-- start Selected passage --
Sunday, September 11, 2011

Lamentations

Today I am watching some of the reports, videos, and photos of the 9/11 Remembrance, as I know many of you are. Speeches, reactions, blessings. Prayers, memories, songs. Facebook is alive with the static of remembrance. Here's mine.

In the midst of a day of painful memories, some dots connected.

Writing about Auschwitz has been difficult, to say the least. I didn’t want to relive the sights, sounds and smells of the death camps. I had almost succeeded in forgetting. It was fairly easy: the next few days were crammed full, including lots of travel. Any time the images returned, I pushed them away, distracting myself with busyness. Life went back to ‘normal.’

Resurrecting it all in this blog, and trying to move away from it again, I stumble into 9/11. Good grief. I resisted watching the visuals, as I resisted going to the death camps. Look but don’t look. Remember. You have to.

What bothered me was not the remembering, but the lack of relief. I want more than just a bunch of bad memories. I was actually lamenting the fact that I had to remember 9/11 with no apparent recourse except to feel bad for a while, until the images went away again.

As I said in my last post, I want to scream and wail and call fire down from heaven! But most of all, like many of you, I want answers. I want something or somebody to tell me what this is all about, that these are not random acts of atrocity, with nothing to be done. We live in a fallen world, and horrible as that is, justice will be rendered. That God didn’t intervene for a very good reason. I want God to talk to me about this. And there is my wrestling match, and there is my lament.

Lament.

A piece of music plays in my head...

This is one of the most beautiful pieces of music I've ever heard. It is also one of the hardest videos I've ever watched. You may want to turn your head away from some of the images, and you can listen without them here, but you will miss Dawn Upshaw's gripping performance. For those who have the stomach for it, click here.

The first time I heard this piece, it arrested me. I was touched in a place I didn't recognize. It haunted me for months. It literally gave sound to something we do so poorly in our culture—lament—and I’m not surprised I didn’t recognize this part of my soul.
-- end Selected passage --
-- start Material provided --
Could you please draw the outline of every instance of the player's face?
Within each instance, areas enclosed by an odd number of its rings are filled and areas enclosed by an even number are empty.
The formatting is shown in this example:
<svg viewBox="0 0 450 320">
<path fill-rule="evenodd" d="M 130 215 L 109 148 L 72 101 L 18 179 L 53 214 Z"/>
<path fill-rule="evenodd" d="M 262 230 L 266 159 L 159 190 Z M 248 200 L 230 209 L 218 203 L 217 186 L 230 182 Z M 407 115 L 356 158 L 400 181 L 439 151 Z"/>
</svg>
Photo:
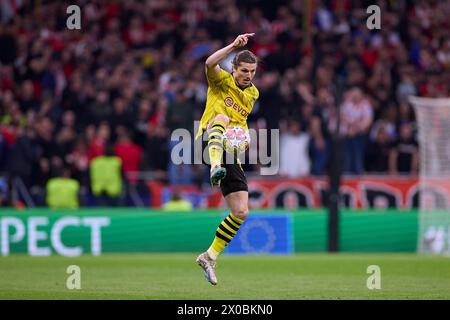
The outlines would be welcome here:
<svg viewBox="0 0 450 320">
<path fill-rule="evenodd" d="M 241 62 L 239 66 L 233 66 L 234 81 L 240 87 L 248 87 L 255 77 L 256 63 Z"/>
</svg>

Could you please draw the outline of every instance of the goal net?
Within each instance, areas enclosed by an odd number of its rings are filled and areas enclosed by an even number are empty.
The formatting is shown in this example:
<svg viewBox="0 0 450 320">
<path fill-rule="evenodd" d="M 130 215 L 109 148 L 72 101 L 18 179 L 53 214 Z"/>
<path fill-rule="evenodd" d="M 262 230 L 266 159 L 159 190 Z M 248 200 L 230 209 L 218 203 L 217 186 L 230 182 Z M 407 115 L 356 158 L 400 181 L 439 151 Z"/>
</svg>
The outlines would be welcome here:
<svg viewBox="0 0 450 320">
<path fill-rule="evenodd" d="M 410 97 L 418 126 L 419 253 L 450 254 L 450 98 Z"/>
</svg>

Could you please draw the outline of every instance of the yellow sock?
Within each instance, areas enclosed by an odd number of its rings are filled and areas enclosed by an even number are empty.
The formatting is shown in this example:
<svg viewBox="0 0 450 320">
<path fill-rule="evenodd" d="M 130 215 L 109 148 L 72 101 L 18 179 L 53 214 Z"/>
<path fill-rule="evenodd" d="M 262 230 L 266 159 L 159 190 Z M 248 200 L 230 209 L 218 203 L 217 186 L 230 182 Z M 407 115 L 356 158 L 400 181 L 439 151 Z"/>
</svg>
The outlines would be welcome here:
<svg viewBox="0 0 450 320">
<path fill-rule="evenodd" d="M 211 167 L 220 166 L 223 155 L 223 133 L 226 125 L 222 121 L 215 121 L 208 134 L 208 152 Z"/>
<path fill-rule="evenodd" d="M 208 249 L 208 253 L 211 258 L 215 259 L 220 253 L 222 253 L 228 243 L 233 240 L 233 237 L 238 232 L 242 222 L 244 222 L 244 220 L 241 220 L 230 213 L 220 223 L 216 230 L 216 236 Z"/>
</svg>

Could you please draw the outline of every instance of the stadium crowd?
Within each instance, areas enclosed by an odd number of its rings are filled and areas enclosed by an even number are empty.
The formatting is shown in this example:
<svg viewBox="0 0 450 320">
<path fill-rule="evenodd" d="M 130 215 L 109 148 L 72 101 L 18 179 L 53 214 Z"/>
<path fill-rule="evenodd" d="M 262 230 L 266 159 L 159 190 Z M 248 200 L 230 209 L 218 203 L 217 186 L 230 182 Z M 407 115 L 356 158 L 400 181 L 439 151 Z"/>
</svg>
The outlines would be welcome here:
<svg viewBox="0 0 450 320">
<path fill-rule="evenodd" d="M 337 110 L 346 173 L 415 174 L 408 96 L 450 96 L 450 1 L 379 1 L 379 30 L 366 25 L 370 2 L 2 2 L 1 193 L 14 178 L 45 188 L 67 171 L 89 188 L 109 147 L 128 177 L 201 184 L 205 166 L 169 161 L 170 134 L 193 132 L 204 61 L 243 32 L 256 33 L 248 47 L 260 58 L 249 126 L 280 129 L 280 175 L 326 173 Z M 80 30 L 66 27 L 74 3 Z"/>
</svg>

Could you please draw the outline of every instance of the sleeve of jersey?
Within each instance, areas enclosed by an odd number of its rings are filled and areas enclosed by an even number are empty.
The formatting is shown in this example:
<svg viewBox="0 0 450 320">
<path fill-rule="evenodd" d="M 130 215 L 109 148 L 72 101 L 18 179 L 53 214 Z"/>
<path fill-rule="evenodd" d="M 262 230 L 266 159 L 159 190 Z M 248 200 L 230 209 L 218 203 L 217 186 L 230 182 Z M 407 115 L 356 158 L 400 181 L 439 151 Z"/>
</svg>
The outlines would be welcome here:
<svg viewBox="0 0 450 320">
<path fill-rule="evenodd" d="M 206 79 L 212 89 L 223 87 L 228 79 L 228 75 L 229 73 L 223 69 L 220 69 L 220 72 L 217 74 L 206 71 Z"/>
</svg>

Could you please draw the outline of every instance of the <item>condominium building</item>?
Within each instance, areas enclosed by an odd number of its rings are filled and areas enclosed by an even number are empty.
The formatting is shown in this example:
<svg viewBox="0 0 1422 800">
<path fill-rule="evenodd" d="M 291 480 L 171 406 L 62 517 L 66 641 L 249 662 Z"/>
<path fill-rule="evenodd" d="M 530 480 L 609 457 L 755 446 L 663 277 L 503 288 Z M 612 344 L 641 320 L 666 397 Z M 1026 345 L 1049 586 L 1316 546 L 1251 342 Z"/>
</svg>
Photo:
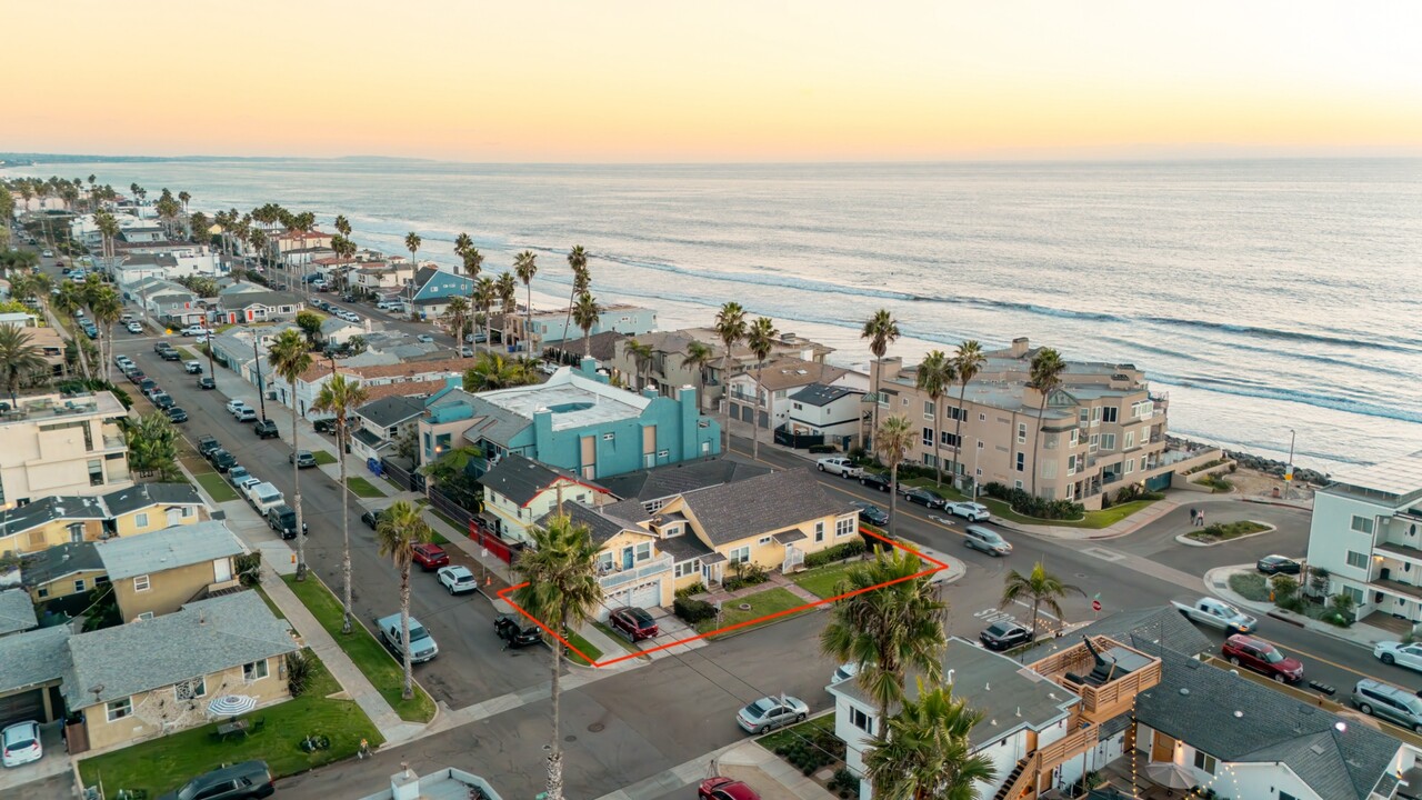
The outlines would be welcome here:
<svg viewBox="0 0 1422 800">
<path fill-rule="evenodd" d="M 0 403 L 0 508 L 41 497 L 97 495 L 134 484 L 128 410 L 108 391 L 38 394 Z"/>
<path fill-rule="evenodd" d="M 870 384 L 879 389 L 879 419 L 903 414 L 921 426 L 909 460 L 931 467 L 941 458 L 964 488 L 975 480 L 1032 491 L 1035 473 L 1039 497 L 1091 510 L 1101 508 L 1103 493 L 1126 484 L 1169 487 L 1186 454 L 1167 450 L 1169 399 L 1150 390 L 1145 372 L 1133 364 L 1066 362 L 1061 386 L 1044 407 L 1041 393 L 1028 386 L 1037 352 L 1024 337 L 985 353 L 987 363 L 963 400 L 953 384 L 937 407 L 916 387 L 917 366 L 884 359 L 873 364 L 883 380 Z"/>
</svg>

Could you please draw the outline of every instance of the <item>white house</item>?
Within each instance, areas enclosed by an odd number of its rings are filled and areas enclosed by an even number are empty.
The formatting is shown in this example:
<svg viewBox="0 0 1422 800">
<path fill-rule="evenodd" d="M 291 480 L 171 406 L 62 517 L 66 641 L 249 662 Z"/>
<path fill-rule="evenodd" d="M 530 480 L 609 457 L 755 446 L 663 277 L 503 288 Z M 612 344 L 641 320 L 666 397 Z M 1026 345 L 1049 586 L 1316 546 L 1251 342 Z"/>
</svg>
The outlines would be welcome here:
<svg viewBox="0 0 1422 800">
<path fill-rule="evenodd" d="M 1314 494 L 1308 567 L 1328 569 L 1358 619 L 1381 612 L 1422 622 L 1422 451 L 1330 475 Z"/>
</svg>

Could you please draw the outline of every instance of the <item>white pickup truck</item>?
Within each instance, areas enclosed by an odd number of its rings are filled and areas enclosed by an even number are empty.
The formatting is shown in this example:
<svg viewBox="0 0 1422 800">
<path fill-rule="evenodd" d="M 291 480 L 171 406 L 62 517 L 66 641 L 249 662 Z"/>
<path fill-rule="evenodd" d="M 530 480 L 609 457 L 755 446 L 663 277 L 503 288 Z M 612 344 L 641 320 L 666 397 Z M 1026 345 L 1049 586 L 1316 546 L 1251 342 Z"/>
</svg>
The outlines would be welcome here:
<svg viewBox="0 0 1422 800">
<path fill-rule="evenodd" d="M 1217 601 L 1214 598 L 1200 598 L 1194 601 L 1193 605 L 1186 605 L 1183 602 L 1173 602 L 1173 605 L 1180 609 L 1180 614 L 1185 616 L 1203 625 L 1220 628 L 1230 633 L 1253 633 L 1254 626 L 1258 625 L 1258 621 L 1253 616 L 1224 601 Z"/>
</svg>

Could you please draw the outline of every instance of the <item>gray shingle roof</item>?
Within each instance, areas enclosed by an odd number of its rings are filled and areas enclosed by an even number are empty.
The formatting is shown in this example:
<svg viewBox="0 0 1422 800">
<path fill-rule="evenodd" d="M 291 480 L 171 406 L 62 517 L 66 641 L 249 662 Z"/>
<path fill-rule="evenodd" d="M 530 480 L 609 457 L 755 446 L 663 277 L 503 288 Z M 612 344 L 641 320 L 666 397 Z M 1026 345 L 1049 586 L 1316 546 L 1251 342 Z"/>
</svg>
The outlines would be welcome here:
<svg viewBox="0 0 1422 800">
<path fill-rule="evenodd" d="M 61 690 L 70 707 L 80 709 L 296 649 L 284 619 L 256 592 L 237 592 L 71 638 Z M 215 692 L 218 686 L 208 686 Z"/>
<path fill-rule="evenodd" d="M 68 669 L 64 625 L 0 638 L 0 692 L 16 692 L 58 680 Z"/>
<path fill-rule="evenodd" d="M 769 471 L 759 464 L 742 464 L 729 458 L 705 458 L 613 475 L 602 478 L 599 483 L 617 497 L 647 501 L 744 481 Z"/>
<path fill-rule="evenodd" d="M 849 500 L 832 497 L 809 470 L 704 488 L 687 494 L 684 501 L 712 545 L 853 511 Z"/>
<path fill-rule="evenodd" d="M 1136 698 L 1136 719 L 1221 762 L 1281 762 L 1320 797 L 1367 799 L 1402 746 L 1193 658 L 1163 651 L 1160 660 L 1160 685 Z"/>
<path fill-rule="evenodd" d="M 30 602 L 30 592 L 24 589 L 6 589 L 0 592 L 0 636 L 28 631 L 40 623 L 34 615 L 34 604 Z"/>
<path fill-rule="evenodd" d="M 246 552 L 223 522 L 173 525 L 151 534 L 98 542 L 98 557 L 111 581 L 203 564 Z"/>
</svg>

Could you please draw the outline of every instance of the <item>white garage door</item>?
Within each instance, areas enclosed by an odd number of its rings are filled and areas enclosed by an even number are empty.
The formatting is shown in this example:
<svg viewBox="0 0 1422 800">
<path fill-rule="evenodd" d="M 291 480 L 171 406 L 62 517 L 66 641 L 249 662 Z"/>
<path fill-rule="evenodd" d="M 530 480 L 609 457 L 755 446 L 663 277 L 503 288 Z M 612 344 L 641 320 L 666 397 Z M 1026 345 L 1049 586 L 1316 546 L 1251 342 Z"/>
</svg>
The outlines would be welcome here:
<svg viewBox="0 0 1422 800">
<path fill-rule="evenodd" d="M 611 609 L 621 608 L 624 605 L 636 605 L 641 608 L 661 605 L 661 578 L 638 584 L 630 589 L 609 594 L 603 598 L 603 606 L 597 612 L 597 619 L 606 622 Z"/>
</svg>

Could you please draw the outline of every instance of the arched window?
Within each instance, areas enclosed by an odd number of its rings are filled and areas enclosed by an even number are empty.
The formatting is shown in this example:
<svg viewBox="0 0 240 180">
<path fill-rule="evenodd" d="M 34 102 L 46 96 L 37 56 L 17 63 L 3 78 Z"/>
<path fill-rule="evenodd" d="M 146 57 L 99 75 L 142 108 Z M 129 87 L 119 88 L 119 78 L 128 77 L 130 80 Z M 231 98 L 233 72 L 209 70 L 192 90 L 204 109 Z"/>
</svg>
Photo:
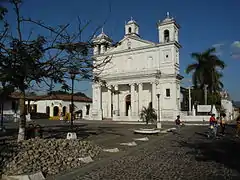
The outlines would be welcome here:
-- end Material provided --
__Tasks to carry out__
1 - Copy out the part of the blog post that opens with the words containing "Sunday, September 11, 2011" and closes with "remembrance. Here's mine.".
2 - List every item named in the two short fragments of the blog post that begin with "Speeches" and "Prayers".
The entries above have no connection to the blog post.

__Solutions in order__
1 -
Sunday, September 11, 2011

Lamentations

Today I am watching some of the reports, videos, and photos of the 9/11 Remembrance, as I know many of you are. Speeches, reactions, blessings. Prayers, memories, songs. Facebook is alive with the static of remembrance. Here's mine.

2 - Speeches, reactions, blessings, prayers, memories, songs